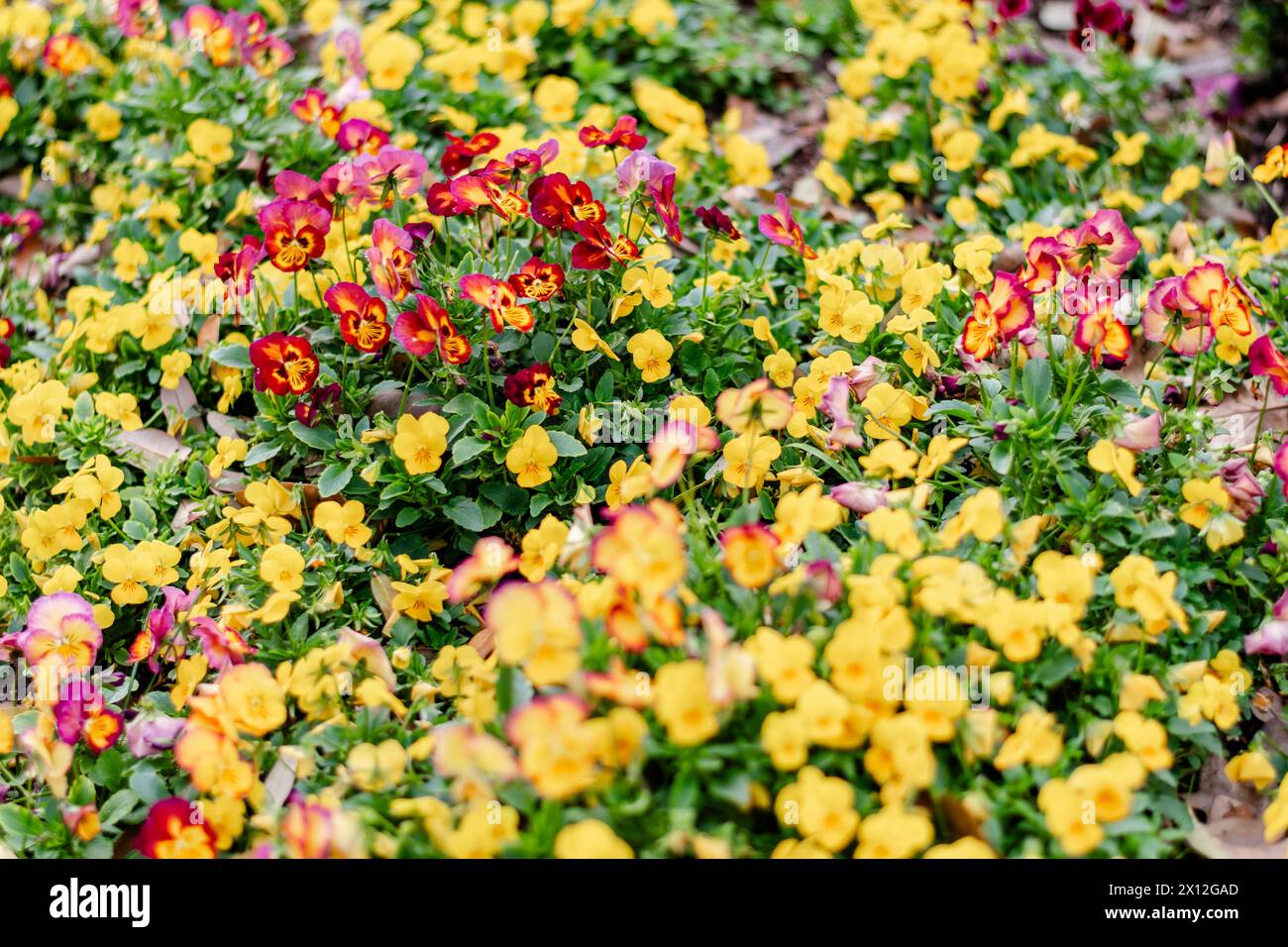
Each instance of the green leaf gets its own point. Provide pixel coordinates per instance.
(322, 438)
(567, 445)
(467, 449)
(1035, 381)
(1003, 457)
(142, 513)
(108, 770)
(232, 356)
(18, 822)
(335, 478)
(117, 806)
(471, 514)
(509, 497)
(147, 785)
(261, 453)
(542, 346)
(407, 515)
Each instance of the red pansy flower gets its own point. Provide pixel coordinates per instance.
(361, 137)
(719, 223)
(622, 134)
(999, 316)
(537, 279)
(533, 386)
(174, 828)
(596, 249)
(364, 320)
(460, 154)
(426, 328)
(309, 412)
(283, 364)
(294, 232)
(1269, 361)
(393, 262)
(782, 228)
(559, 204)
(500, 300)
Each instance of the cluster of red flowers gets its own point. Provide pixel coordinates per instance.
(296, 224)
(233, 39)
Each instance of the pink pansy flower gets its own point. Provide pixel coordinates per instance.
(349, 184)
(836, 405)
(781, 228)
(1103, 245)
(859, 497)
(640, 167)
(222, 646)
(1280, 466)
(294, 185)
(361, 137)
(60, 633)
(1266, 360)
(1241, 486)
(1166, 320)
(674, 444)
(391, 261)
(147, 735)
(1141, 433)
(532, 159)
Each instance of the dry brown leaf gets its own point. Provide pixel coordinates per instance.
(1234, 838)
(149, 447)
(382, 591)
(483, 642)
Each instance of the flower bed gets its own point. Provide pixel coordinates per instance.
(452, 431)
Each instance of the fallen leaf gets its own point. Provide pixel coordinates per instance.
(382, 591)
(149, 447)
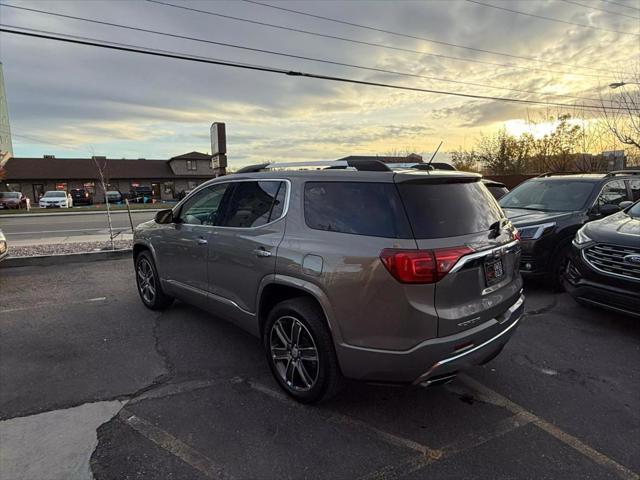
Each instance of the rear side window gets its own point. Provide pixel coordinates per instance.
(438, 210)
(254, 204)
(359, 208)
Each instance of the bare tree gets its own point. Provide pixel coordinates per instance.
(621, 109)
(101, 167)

...

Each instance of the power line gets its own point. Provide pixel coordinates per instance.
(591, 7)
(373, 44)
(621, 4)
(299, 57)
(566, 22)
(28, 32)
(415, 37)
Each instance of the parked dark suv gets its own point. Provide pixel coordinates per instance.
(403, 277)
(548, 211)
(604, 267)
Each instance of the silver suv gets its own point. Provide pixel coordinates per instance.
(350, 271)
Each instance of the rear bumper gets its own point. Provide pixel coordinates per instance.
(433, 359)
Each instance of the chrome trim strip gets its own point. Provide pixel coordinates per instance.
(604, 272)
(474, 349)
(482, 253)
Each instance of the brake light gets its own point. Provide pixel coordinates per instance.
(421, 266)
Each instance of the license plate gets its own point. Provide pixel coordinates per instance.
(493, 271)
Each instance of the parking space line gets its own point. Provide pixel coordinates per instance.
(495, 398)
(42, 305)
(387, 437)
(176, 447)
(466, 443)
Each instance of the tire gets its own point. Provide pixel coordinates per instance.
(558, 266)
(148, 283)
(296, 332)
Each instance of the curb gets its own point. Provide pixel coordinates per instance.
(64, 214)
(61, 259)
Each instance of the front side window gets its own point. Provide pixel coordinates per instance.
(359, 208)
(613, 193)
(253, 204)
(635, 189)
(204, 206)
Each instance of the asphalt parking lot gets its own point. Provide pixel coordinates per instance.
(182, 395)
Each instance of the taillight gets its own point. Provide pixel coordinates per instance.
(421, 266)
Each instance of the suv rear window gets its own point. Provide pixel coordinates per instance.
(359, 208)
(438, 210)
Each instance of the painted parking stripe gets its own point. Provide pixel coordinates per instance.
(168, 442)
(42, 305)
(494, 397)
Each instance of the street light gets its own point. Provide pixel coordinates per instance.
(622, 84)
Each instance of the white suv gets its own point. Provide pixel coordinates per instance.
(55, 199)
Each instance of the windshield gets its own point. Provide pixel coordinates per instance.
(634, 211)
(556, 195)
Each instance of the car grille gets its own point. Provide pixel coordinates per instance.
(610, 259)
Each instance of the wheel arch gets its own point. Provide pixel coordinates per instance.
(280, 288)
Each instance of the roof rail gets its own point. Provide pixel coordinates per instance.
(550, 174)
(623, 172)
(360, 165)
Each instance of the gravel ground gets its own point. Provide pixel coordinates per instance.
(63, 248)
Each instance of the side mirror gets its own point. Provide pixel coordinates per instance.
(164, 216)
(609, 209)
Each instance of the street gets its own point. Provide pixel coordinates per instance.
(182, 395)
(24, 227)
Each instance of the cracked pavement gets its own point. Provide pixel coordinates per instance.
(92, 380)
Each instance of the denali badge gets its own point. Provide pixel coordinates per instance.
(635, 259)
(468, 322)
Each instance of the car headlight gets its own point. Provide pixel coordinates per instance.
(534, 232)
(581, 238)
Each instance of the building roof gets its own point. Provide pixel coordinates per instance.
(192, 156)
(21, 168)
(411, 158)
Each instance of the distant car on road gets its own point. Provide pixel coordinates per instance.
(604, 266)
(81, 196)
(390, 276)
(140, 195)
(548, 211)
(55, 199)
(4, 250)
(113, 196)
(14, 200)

▶ STATED EXERCISE: Find every line in the data above that contains the word "side" and copy each one.

▶ SOLUTION TO THIS PROBLEM:
Each instance of the rear side window gets its own point. Provide pixel coordinates per instance.
Each instance of the front side window gets its own point. Provide pixel coordinates per instance.
Each instance of the side mirror gets its own point. Provide pixel coordinates per instance.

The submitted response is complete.